◆ What the exercise asks
Give every line of the rows below as a JSON list of strings, one string per line, with blank lines omitted. Leave the pictures out of the answer.

==== Recorded information

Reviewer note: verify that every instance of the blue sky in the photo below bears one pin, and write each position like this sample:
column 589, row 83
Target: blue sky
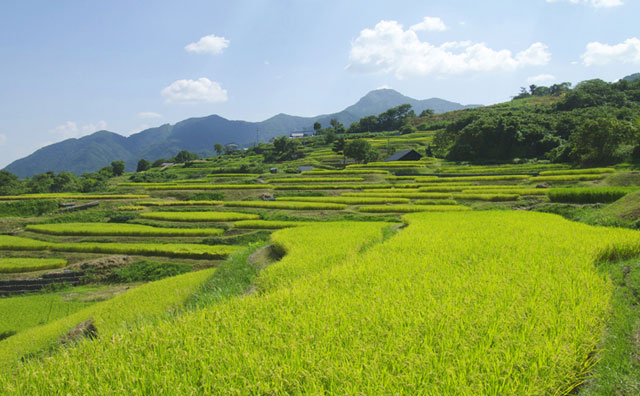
column 69, row 68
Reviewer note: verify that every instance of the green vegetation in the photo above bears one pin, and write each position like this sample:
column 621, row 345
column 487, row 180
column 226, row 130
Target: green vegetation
column 15, row 264
column 118, row 229
column 587, row 195
column 286, row 205
column 338, row 291
column 185, row 250
column 144, row 271
column 142, row 303
column 346, row 200
column 198, row 216
column 412, row 208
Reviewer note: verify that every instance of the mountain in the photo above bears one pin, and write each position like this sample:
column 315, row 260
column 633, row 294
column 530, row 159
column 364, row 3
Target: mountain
column 92, row 152
column 632, row 77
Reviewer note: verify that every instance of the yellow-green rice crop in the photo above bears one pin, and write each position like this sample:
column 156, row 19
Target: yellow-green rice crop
column 513, row 190
column 184, row 250
column 179, row 203
column 154, row 299
column 118, row 229
column 401, row 194
column 487, row 197
column 268, row 224
column 435, row 202
column 213, row 187
column 346, row 200
column 474, row 303
column 412, row 208
column 316, row 179
column 8, row 265
column 577, row 171
column 198, row 216
column 22, row 312
column 286, row 205
column 71, row 196
column 567, row 178
column 346, row 172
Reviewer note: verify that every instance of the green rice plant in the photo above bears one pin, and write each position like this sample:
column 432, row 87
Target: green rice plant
column 185, row 250
column 347, row 172
column 498, row 197
column 412, row 208
column 473, row 303
column 118, row 229
column 346, row 200
column 595, row 171
column 72, row 196
column 519, row 191
column 198, row 216
column 567, row 178
column 146, row 302
column 268, row 224
column 483, row 178
column 286, row 205
column 435, row 202
column 19, row 313
column 213, row 187
column 179, row 203
column 316, row 179
column 401, row 195
column 588, row 195
column 225, row 175
column 10, row 265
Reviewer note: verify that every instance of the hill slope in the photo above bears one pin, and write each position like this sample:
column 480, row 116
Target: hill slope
column 94, row 151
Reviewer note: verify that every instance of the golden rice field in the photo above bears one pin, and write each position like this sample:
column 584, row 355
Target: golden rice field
column 513, row 305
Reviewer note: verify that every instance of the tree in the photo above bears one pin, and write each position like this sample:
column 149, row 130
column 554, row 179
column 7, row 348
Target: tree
column 118, row 168
column 360, row 150
column 426, row 113
column 337, row 126
column 143, row 165
column 219, row 148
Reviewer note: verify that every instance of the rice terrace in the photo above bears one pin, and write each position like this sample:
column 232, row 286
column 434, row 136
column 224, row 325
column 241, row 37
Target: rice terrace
column 397, row 247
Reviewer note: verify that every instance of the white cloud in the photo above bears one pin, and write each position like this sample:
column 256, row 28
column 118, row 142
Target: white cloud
column 149, row 115
column 602, row 54
column 388, row 48
column 541, row 78
column 594, row 3
column 430, row 24
column 71, row 129
column 211, row 44
column 194, row 91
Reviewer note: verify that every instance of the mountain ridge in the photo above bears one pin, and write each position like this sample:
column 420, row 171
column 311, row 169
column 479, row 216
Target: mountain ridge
column 199, row 134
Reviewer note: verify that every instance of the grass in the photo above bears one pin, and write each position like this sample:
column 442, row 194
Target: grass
column 184, row 250
column 154, row 299
column 512, row 305
column 587, row 195
column 71, row 196
column 118, row 229
column 412, row 208
column 198, row 216
column 23, row 312
column 289, row 205
column 346, row 200
column 15, row 264
column 268, row 224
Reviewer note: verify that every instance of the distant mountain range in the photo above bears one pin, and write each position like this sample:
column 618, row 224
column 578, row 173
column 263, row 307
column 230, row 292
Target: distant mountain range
column 92, row 152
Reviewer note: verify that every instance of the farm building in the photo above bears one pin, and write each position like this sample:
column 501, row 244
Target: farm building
column 406, row 155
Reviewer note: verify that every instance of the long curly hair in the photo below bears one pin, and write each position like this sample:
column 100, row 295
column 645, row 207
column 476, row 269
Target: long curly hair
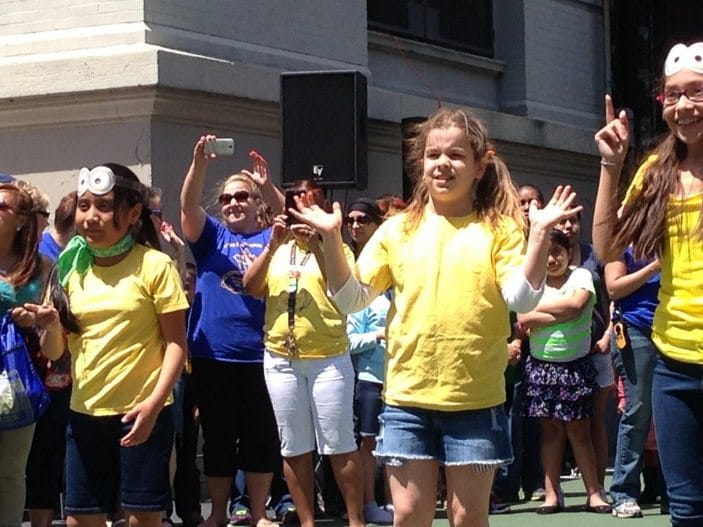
column 264, row 215
column 495, row 195
column 25, row 241
column 642, row 221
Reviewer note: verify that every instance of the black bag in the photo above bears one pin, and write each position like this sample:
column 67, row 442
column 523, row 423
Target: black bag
column 23, row 396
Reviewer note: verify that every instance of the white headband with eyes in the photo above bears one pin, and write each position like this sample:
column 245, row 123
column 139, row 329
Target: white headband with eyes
column 682, row 57
column 101, row 180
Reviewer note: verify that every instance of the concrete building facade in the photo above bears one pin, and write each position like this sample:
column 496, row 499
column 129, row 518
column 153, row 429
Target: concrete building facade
column 137, row 81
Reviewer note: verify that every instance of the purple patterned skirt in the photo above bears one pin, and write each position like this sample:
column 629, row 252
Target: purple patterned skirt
column 559, row 390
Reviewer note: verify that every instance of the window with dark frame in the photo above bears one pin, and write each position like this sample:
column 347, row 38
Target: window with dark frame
column 466, row 25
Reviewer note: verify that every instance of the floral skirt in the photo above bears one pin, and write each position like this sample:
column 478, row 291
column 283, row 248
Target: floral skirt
column 559, row 390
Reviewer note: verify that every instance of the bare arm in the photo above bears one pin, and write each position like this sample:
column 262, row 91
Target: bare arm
column 621, row 284
column 565, row 308
column 193, row 215
column 541, row 223
column 612, row 141
column 254, row 281
column 145, row 413
column 271, row 194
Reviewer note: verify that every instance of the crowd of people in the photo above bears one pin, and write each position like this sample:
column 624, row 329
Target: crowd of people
column 459, row 341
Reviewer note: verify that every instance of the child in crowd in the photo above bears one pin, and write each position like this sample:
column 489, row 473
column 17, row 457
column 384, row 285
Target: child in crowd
column 560, row 378
column 661, row 218
column 226, row 331
column 308, row 369
column 367, row 339
column 454, row 260
column 123, row 303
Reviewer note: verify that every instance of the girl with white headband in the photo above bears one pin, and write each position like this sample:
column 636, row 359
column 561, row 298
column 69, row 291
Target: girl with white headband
column 122, row 302
column 661, row 218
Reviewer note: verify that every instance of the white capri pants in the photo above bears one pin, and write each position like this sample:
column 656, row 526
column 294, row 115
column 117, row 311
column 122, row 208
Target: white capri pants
column 313, row 401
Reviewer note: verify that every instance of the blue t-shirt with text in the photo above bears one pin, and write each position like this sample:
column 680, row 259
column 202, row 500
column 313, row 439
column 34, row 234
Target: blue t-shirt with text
column 226, row 324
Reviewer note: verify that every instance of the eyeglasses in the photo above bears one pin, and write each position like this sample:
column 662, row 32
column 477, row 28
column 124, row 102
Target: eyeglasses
column 239, row 196
column 670, row 97
column 361, row 220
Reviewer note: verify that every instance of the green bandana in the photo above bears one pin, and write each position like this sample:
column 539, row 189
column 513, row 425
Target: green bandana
column 79, row 256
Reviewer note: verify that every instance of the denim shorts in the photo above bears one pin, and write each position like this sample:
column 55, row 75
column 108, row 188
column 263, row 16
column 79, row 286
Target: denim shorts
column 368, row 406
column 98, row 469
column 469, row 437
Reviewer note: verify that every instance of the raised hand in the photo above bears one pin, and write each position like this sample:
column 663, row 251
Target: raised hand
column 613, row 139
column 200, row 156
column 279, row 232
column 311, row 214
column 558, row 208
column 260, row 168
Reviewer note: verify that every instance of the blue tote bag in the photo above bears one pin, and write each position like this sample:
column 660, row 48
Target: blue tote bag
column 23, row 396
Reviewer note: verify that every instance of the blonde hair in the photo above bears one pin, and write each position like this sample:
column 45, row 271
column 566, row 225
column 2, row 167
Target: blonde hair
column 264, row 215
column 495, row 194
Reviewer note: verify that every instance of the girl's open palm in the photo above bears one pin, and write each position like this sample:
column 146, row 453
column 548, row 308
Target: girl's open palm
column 316, row 217
column 558, row 208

========

◆ Task result
[
  "Reviewer note: verify that every instance of the blue sky in the photo below bears one pin, and write each position like this sample:",
  "column 589, row 83",
  "Target: blue sky",
  "column 69, row 68",
  "Reviewer note: verify that every instance of the green vegetation in the photo above bears one pin, and write each position like this sample:",
  "column 621, row 345",
  "column 487, row 180",
  "column 226, row 130",
  "Target: green vegetation",
  "column 15, row 264",
  "column 118, row 229",
  "column 587, row 195",
  "column 286, row 205",
  "column 338, row 291",
  "column 185, row 250",
  "column 144, row 271",
  "column 142, row 303",
  "column 346, row 200",
  "column 198, row 216",
  "column 412, row 208",
  "Reviewer note: verify that every instance of the mountain in the photo above bears one pin, and write each position like this sample:",
  "column 315, row 260",
  "column 633, row 294",
  "column 530, row 159",
  "column 364, row 3",
  "Target: mountain",
  "column 92, row 152",
  "column 632, row 77",
  "Reviewer note: verify that every instance of the yellow-green rice crop in the photo above bears one pin, and write each position like this sample:",
  "column 156, row 19",
  "Target: yellow-green rice crop",
  "column 513, row 190",
  "column 184, row 250",
  "column 179, row 203",
  "column 154, row 299",
  "column 118, row 229",
  "column 401, row 194",
  "column 487, row 197",
  "column 268, row 224",
  "column 435, row 202",
  "column 213, row 187",
  "column 346, row 200",
  "column 474, row 303",
  "column 412, row 208",
  "column 316, row 179",
  "column 8, row 265",
  "column 577, row 171",
  "column 198, row 216",
  "column 22, row 312",
  "column 286, row 205",
  "column 71, row 196",
  "column 567, row 178",
  "column 346, row 172",
  "Reviewer note: verify that every instance of the green rice plant in the photo above bears one pin, and write each position like this sample:",
  "column 432, row 87",
  "Target: green rice plant",
  "column 185, row 250",
  "column 347, row 172",
  "column 498, row 197",
  "column 412, row 208",
  "column 473, row 303",
  "column 118, row 229",
  "column 346, row 200",
  "column 595, row 171",
  "column 72, row 196",
  "column 519, row 191",
  "column 198, row 216",
  "column 567, row 178",
  "column 146, row 302",
  "column 268, row 224",
  "column 483, row 178",
  "column 286, row 205",
  "column 435, row 202",
  "column 19, row 313",
  "column 213, row 187",
  "column 179, row 203",
  "column 316, row 179",
  "column 401, row 195",
  "column 588, row 195",
  "column 225, row 175",
  "column 10, row 265",
  "Reviewer note: verify that every instance of the hill slope in the photo above bears one pin, and write each position like this sample:",
  "column 480, row 116",
  "Target: hill slope",
  "column 94, row 151",
  "Reviewer note: verify that every instance of the golden rice field in the photo above bears one pin, and write each position like this sample:",
  "column 584, row 355",
  "Target: golden rice field",
  "column 513, row 305",
  "Reviewer note: verify that every instance of the tree in the photo above bears one pin, and write each position like this sample:",
  "column 149, row 130",
  "column 554, row 179",
  "column 7, row 348",
  "Target: tree",
  "column 118, row 168",
  "column 360, row 150",
  "column 426, row 113",
  "column 337, row 126",
  "column 143, row 165",
  "column 219, row 148",
  "Reviewer note: verify that every instance of the rice terrace in the photo above bears one pin, and write each position like this sample:",
  "column 232, row 286",
  "column 434, row 136",
  "column 224, row 325",
  "column 241, row 37",
  "Target: rice terrace",
  "column 397, row 247",
  "Reviewer note: verify that every instance of the white cloud in the photo above bears one pin, and write each position like this sample:",
  "column 256, row 28",
  "column 118, row 142",
  "Target: white cloud",
  "column 149, row 115",
  "column 602, row 54",
  "column 388, row 48",
  "column 541, row 78",
  "column 594, row 3",
  "column 430, row 24",
  "column 71, row 129",
  "column 211, row 44",
  "column 194, row 91",
  "Reviewer note: verify that every instance of the mountain ridge in the photo above bears one pin, and write each position like this sample:",
  "column 420, row 171",
  "column 311, row 169",
  "column 479, row 216",
  "Target: mountain ridge",
  "column 199, row 134",
  "Reviewer note: verify that every instance of the grass in the photo above bears one pin, and write each position like this sample:",
  "column 442, row 194",
  "Target: grass",
  "column 184, row 250",
  "column 154, row 299",
  "column 512, row 305",
  "column 587, row 195",
  "column 71, row 196",
  "column 118, row 229",
  "column 412, row 208",
  "column 198, row 216",
  "column 23, row 312",
  "column 289, row 205",
  "column 346, row 200",
  "column 15, row 264",
  "column 268, row 224",
  "Reviewer note: verify that every instance of the distant mountain range in the photo above bears one pin, and write each position like this sample:",
  "column 618, row 224",
  "column 578, row 173",
  "column 263, row 307",
  "column 230, row 292",
  "Target: distant mountain range",
  "column 92, row 152",
  "Reviewer note: verify that every instance of the farm building in the photo above bears one pin, and write each position like this sample:",
  "column 501, row 244",
  "Target: farm building",
  "column 406, row 155",
  "Reviewer note: verify that every instance of the long curly hair in the photo below bears one pin, and write each position like this sample:",
  "column 100, row 295",
  "column 645, row 207",
  "column 476, row 269",
  "Target: long curly hair",
  "column 264, row 215",
  "column 495, row 195",
  "column 25, row 241",
  "column 642, row 221",
  "Reviewer note: verify that every instance of the black bag in the photo above bears one pin, and write each position like this sample:",
  "column 67, row 442",
  "column 523, row 423",
  "Target: black bag",
  "column 23, row 396",
  "Reviewer note: verify that every instance of the white headband with eyes in the photo above bears one pin, and write each position like this sample:",
  "column 245, row 123",
  "column 139, row 329",
  "Target: white headband with eyes",
  "column 682, row 57",
  "column 101, row 180",
  "Reviewer note: verify that every instance of the concrete building facade in the photo above bears one pin, and write each position like this sample:",
  "column 496, row 499",
  "column 129, row 518",
  "column 153, row 429",
  "Target: concrete building facade",
  "column 137, row 81",
  "Reviewer note: verify that every instance of the purple patterned skirt in the photo above bears one pin, and write each position like this sample:",
  "column 629, row 252",
  "Target: purple patterned skirt",
  "column 559, row 390",
  "Reviewer note: verify that every instance of the window with dark frame in the photo above bears one pin, and write each position like this sample:",
  "column 347, row 38",
  "Target: window with dark frame",
  "column 466, row 25",
  "Reviewer note: verify that every instance of the floral skirt in the photo above bears one pin, and write each position like this sample:",
  "column 478, row 291",
  "column 283, row 248",
  "Target: floral skirt",
  "column 559, row 390",
  "Reviewer note: verify that every instance of the bare arm in the photo above bears one pin, and write each position like this sample:",
  "column 262, row 91",
  "Target: bare arm",
  "column 621, row 284",
  "column 565, row 308",
  "column 193, row 215",
  "column 541, row 223",
  "column 612, row 141",
  "column 254, row 281",
  "column 145, row 413",
  "column 271, row 194",
  "Reviewer note: verify that every instance of the crowd of people in the photo above bears one pin, and write each position like this sample:",
  "column 624, row 329",
  "Target: crowd of people",
  "column 459, row 341",
  "Reviewer note: verify that every instance of the child in crowd in the photo above bears one pin, and write each position like this sample:",
  "column 489, row 473",
  "column 17, row 457",
  "column 384, row 285",
  "Target: child in crowd",
  "column 560, row 378",
  "column 661, row 218",
  "column 226, row 331",
  "column 308, row 369",
  "column 367, row 339",
  "column 454, row 260",
  "column 123, row 303",
  "Reviewer note: verify that every instance of the girl with white headband in the photo above bears one pin, and write each position like this sample:",
  "column 636, row 359",
  "column 561, row 298",
  "column 69, row 291",
  "Target: girl with white headband",
  "column 122, row 302",
  "column 661, row 218",
  "Reviewer note: verify that every instance of the white capri pants in the photo above bears one pin, and write each position like this sample:",
  "column 656, row 526",
  "column 294, row 115",
  "column 117, row 311",
  "column 122, row 208",
  "Target: white capri pants",
  "column 313, row 401",
  "Reviewer note: verify that every instance of the blue t-shirt with text in the photo above bears one pin, and write each position like this sample:",
  "column 680, row 259",
  "column 202, row 500",
  "column 313, row 439",
  "column 34, row 234",
  "Target: blue t-shirt with text",
  "column 226, row 324",
  "Reviewer note: verify that every instance of the eyeglasses in the photo above bears one pin, and write each position like this sample:",
  "column 662, row 32",
  "column 477, row 28",
  "column 124, row 102",
  "Target: eyeglasses",
  "column 239, row 196",
  "column 670, row 97",
  "column 361, row 220",
  "Reviewer note: verify that every instance of the green bandana in the photo above bears one pin, and write each position like this sample:",
  "column 539, row 189",
  "column 513, row 425",
  "Target: green bandana",
  "column 79, row 256",
  "Reviewer note: verify that every instance of the denim shorts in the photo above bears one pin, and write each position like this sample:",
  "column 55, row 75",
  "column 108, row 188",
  "column 263, row 16",
  "column 79, row 286",
  "Target: denim shorts",
  "column 368, row 406",
  "column 98, row 469",
  "column 469, row 437",
  "Reviewer note: verify that every instance of the raised hand in the photo above bears one pin, and write each position like this sample:",
  "column 663, row 251",
  "Target: raised hand",
  "column 613, row 139",
  "column 200, row 156",
  "column 279, row 232",
  "column 311, row 214",
  "column 558, row 208",
  "column 260, row 168",
  "Reviewer note: verify that every instance of the blue tote bag in the photo above bears one pin, and write each position like this sample:",
  "column 660, row 48",
  "Target: blue tote bag",
  "column 23, row 396",
  "Reviewer note: verify that every instance of the blonde hair in the photo above bears one pin, and write each position like this sample:",
  "column 45, row 271",
  "column 566, row 225",
  "column 2, row 167",
  "Target: blonde hair",
  "column 264, row 215",
  "column 495, row 194",
  "Reviewer note: verify that every instance of the girl's open palm in the photo above bears one pin, and write each position like this sample:",
  "column 146, row 453",
  "column 548, row 308",
  "Target: girl's open palm",
  "column 316, row 217",
  "column 558, row 208"
]